Problem to work on:
Show all lines from the records below in which the string "ditch" is present.

Task material: Begin

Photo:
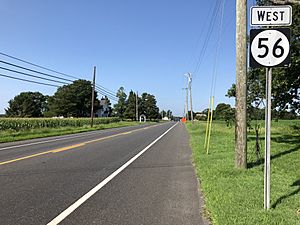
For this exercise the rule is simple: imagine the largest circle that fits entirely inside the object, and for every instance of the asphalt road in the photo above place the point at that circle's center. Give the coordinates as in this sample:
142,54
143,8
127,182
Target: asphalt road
116,176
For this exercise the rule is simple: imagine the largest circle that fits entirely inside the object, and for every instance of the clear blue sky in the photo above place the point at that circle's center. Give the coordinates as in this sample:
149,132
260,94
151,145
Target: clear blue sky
142,45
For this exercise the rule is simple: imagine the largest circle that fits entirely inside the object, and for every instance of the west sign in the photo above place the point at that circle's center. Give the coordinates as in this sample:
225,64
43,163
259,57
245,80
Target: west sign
271,15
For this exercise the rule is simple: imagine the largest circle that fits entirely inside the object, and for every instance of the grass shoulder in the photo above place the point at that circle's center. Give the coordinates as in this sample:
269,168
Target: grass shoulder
235,196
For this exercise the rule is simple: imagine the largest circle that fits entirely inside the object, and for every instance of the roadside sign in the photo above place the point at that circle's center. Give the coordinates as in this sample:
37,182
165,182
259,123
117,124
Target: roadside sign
271,15
270,47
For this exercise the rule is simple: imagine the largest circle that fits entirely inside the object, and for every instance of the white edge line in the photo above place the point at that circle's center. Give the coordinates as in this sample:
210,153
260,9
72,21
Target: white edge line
57,139
89,194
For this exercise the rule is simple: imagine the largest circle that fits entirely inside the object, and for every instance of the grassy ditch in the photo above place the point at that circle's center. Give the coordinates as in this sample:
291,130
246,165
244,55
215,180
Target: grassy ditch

Task material: End

Your response:
For this exercise the rule is simple: imagine the largest circle that fits entirely inside the object, and for every instance of the grassy ditch in the photo above place the point at that circle's center. Give the coordinates as in this sample:
Target: grassy ditch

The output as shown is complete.